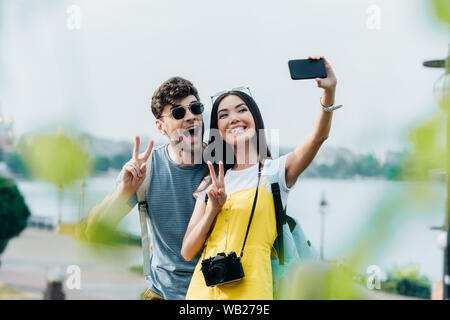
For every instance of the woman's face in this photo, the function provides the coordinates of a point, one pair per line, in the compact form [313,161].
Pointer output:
[234,120]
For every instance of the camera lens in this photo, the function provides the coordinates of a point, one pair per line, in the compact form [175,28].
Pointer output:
[218,273]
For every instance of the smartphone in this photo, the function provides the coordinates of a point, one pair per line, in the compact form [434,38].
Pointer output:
[307,69]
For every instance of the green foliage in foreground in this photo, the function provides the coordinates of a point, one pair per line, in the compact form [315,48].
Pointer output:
[14,212]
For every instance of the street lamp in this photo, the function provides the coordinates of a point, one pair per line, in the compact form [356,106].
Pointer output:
[442,96]
[323,209]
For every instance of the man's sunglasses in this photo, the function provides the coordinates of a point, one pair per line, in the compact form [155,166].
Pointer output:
[179,112]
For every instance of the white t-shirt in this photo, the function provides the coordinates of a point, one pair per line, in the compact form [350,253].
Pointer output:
[238,180]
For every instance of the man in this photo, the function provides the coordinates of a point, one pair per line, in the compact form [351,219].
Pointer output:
[176,171]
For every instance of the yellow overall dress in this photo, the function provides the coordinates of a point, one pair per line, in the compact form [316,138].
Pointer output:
[228,235]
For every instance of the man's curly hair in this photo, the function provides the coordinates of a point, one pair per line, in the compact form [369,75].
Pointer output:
[169,92]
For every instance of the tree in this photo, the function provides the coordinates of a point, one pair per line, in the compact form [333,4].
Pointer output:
[14,212]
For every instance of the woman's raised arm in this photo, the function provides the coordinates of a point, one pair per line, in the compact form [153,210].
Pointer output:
[305,152]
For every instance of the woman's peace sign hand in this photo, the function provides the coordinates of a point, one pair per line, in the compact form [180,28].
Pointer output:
[134,171]
[216,193]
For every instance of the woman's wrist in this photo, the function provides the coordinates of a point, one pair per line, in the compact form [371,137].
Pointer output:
[327,98]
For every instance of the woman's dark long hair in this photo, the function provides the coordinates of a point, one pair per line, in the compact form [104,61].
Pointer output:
[210,153]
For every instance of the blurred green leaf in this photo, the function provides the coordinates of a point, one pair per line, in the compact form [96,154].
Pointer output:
[442,10]
[56,158]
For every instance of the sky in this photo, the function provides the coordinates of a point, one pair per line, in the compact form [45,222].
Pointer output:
[99,78]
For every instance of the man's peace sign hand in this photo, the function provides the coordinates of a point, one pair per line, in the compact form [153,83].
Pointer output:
[134,171]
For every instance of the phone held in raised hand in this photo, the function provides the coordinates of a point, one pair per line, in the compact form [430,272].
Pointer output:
[307,69]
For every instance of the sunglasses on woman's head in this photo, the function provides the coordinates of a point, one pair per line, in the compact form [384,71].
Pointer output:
[241,89]
[179,112]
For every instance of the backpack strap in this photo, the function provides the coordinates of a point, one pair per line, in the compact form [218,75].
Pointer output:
[141,194]
[279,212]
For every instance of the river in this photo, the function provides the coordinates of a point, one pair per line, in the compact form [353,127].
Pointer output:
[352,204]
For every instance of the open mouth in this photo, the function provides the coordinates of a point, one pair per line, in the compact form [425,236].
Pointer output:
[237,130]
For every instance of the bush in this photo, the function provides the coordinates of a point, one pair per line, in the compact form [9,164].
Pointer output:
[14,212]
[407,282]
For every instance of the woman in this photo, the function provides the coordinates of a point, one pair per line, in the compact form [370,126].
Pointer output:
[225,204]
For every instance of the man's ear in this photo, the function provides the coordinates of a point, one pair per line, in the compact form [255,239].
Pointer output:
[161,126]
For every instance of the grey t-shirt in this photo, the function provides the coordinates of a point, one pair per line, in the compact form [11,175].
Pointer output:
[170,207]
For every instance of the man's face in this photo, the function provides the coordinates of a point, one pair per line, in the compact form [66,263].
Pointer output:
[187,131]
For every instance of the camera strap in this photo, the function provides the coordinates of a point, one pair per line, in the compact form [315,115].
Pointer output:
[253,209]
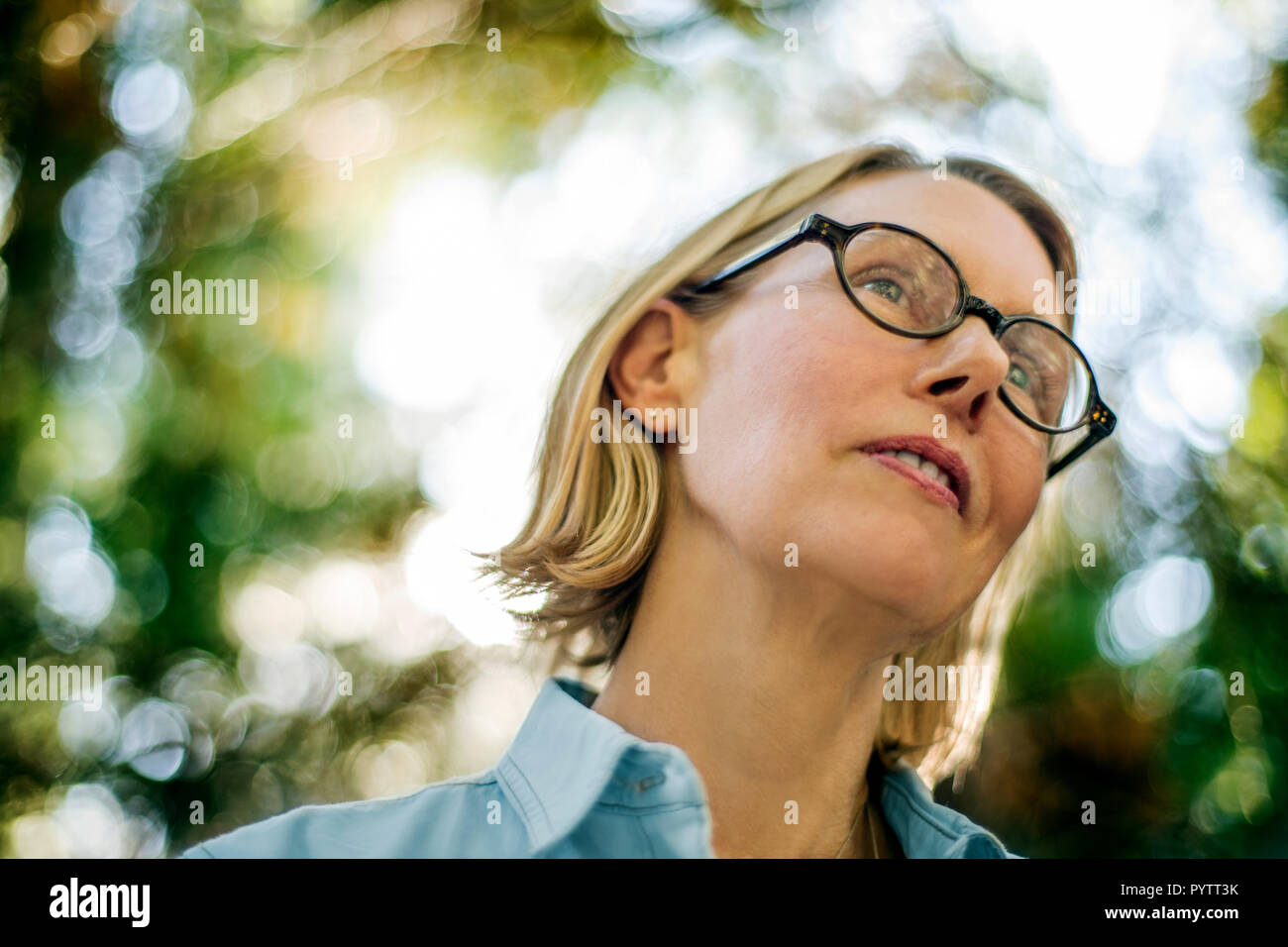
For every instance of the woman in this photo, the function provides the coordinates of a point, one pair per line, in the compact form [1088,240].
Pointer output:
[825,474]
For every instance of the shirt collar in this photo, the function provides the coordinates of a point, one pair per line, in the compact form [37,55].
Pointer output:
[566,754]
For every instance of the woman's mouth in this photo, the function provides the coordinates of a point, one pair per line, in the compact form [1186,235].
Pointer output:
[911,466]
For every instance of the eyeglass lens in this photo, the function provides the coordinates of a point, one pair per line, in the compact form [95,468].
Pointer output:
[906,282]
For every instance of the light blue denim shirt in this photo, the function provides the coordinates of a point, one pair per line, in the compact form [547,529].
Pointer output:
[572,785]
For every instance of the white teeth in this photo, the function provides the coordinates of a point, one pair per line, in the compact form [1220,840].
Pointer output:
[926,467]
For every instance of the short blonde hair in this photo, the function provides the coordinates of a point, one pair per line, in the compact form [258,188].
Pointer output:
[599,506]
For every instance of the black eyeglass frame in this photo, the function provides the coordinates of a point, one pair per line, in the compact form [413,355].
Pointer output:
[820,228]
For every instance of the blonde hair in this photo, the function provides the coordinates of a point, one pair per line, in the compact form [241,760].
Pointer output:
[599,506]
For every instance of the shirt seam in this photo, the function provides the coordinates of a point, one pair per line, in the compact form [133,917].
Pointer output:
[516,783]
[928,815]
[657,809]
[639,823]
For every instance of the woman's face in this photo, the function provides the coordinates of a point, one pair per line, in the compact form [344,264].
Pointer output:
[787,398]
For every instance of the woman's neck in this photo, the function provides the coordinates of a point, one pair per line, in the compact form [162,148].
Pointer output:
[776,703]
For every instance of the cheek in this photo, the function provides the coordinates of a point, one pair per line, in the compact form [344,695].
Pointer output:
[760,412]
[781,397]
[1018,486]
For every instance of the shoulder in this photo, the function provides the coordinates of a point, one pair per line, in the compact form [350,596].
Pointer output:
[456,817]
[927,828]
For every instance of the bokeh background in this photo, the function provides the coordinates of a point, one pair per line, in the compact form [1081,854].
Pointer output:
[434,196]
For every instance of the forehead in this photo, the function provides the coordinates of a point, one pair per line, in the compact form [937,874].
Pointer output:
[995,249]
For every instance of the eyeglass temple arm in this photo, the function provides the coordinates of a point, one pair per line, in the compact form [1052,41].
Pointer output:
[1103,421]
[777,245]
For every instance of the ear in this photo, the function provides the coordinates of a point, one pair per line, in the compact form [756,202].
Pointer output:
[652,368]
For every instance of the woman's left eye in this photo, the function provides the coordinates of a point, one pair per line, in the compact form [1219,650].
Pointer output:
[887,287]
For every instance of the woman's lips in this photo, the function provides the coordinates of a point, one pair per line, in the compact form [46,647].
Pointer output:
[932,488]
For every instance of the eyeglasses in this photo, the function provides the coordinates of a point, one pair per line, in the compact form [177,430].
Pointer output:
[909,285]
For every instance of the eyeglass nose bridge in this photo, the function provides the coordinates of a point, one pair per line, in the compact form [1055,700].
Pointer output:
[974,305]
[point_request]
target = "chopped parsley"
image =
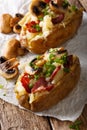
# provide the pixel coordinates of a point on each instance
(48, 68)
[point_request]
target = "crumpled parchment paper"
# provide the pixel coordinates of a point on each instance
(71, 107)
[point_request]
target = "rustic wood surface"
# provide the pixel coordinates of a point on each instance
(14, 118)
(79, 3)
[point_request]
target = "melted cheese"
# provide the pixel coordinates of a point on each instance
(20, 89)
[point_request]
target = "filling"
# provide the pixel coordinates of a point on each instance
(44, 71)
(43, 17)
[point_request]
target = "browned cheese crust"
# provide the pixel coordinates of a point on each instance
(59, 92)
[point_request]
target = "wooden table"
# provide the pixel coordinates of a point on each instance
(13, 118)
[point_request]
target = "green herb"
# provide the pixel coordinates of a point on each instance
(36, 77)
(76, 125)
(51, 56)
(33, 65)
(1, 86)
(38, 57)
(45, 11)
(74, 7)
(48, 69)
(65, 4)
(66, 70)
(53, 50)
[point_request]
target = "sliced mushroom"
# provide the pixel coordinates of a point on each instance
(5, 23)
(13, 49)
(8, 68)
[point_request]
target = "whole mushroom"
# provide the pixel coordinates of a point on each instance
(13, 49)
(5, 23)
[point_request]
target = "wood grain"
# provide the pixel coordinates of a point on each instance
(14, 118)
(64, 125)
(84, 3)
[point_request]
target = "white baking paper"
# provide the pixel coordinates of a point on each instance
(71, 107)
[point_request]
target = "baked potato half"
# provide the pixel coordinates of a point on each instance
(47, 80)
(48, 25)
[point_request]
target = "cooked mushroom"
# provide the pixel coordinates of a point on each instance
(13, 49)
(5, 23)
(17, 28)
(14, 23)
(8, 68)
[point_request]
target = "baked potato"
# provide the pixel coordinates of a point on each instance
(47, 79)
(48, 25)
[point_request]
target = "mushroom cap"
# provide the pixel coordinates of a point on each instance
(5, 23)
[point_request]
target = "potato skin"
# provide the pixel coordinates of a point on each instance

□ □ □ □ □ □ □

> _Job_
Pull out every line of the material above that contains the string "paper". Case counts, so a match must have the same capitalization.

> _Answer_
target = "crumpled parchment paper"
target = "white baking paper"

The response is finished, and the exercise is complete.